→ **WHAT NEEDS TO BE DONE**
The copy you produce must hold every record exactly, and none of the images.

:: RECORDS SHOWN ::

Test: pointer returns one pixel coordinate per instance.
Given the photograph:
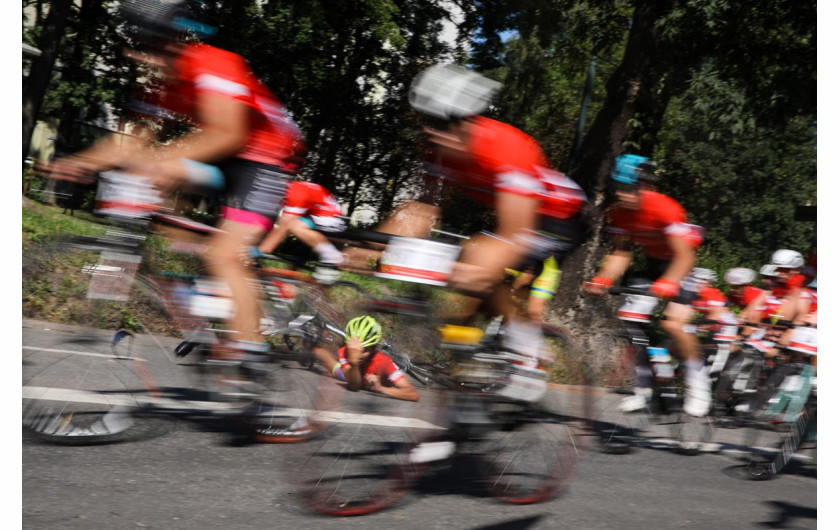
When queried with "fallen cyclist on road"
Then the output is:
(363, 366)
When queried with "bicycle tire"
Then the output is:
(558, 430)
(772, 438)
(360, 462)
(79, 390)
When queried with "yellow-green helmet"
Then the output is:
(365, 329)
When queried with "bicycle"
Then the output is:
(370, 453)
(89, 387)
(780, 415)
(662, 421)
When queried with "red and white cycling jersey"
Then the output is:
(504, 159)
(650, 224)
(274, 137)
(377, 364)
(747, 296)
(308, 198)
(708, 299)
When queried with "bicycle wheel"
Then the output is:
(361, 461)
(81, 389)
(778, 422)
(532, 458)
(529, 458)
(736, 387)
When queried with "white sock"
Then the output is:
(328, 253)
(694, 373)
(524, 337)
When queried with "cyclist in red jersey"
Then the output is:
(241, 128)
(308, 206)
(659, 225)
(750, 301)
(361, 365)
(708, 300)
(538, 210)
(788, 299)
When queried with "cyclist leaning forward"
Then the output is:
(240, 128)
(538, 210)
(659, 225)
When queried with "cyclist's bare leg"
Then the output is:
(226, 264)
(677, 316)
(411, 219)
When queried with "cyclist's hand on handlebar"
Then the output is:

:::

→ **COMPLETED EXERCISE**
Test: pointer returns one pixel coordinate per instance.
Given the photograph:
When queried with "fallen cyclist on road"
Then the output is:
(363, 366)
When queried with "bicycle tire"
Then the output is:
(558, 430)
(772, 438)
(360, 462)
(79, 390)
When queried with "yellow-green helmet"
Then the output is:
(365, 329)
When queried with "bicycle"
Then the output is:
(370, 453)
(89, 387)
(780, 415)
(662, 421)
When queried with "red and white cycling jersey"
Then the output is:
(504, 159)
(650, 224)
(274, 137)
(377, 364)
(747, 296)
(308, 198)
(708, 299)
When queried with "bicycle wheel"
Then the output is:
(361, 461)
(81, 389)
(778, 422)
(532, 458)
(529, 458)
(736, 387)
When queried with "white sock"
Then the output is:
(328, 253)
(694, 373)
(524, 337)
When queried with "cyclist in red jersey"
Then the output is:
(241, 128)
(308, 206)
(659, 225)
(750, 301)
(361, 365)
(708, 300)
(538, 210)
(788, 299)
When queried with "cyclist leaning forward"
Then the output is:
(240, 128)
(538, 210)
(659, 225)
When queried with "cyclist's bare leg"
Then the output is:
(226, 264)
(677, 316)
(411, 219)
When queried with "cyclist's hand on handlebar"
Then the output is:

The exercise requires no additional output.